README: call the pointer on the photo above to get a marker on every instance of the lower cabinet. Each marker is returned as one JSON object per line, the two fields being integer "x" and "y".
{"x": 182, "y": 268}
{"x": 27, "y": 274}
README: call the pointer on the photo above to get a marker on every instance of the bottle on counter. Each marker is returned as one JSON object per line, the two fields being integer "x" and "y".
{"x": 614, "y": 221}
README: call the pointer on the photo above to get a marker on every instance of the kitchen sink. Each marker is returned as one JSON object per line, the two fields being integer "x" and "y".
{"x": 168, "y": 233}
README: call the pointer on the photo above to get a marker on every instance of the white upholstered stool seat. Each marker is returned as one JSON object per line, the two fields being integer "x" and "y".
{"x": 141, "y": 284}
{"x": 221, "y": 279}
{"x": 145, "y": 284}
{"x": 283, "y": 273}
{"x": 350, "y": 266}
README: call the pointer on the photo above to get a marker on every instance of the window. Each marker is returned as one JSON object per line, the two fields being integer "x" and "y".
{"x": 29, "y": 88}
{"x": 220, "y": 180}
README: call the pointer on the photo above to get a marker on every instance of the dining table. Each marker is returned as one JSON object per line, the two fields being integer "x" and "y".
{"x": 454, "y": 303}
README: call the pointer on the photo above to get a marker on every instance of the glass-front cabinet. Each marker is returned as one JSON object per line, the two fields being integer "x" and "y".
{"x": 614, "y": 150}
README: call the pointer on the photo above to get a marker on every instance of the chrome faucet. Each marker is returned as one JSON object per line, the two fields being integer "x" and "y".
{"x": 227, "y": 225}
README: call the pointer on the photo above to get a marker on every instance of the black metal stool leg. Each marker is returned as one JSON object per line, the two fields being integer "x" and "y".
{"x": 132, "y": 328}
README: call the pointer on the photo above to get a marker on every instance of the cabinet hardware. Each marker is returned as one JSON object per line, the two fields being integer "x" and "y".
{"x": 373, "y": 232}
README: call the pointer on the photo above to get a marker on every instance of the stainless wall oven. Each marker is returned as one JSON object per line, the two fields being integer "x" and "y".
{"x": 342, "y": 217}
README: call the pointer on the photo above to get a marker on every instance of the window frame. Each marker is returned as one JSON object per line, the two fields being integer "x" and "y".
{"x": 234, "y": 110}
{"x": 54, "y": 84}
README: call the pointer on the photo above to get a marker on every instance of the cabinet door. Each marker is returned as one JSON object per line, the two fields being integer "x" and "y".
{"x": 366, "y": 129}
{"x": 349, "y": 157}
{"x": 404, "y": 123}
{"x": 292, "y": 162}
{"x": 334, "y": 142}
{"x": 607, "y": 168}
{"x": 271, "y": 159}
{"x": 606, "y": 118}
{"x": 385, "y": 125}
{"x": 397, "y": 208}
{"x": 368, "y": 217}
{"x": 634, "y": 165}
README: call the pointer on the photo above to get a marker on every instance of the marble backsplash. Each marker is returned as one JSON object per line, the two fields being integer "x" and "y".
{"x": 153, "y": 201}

ASSIGNED TASK:
Restate the line containing "the cabinet hardware." and every remaining line of the records word for word. Add nothing.

OUTPUT FOR THIS EXERCISE:
README: call the pointer on the photo above to get a marker on every instance of the cabinet hardware. Each marker is returned as one JSON object per line, the two fields being integer "x" and "y".
{"x": 373, "y": 232}
README: call the pointer on the photo above to get a marker on every instance of the stainless wall oven. Each marker is returned as one JSON object per line, the two fields being integer "x" and "y".
{"x": 342, "y": 217}
README: call the pointer on the photo above to get a marker on every instance of the window frame. Each marker is returned as one JSON object per line, the two fields being integer "x" and "y".
{"x": 234, "y": 110}
{"x": 54, "y": 84}
README: call the pointer on the photo above to get a marker on every instance of the cabinet door. Each marker is returned as one JSON object per line, the two fields being integer "x" and "y".
{"x": 366, "y": 129}
{"x": 349, "y": 157}
{"x": 404, "y": 123}
{"x": 292, "y": 162}
{"x": 334, "y": 142}
{"x": 607, "y": 168}
{"x": 271, "y": 159}
{"x": 606, "y": 118}
{"x": 385, "y": 125}
{"x": 397, "y": 208}
{"x": 368, "y": 217}
{"x": 634, "y": 165}
README: call the pointer on the photo above to get a marker on every instance of the marble backsplash. Each marker is returned as one JSON object per line, the two fields being integer "x" and "y".
{"x": 153, "y": 201}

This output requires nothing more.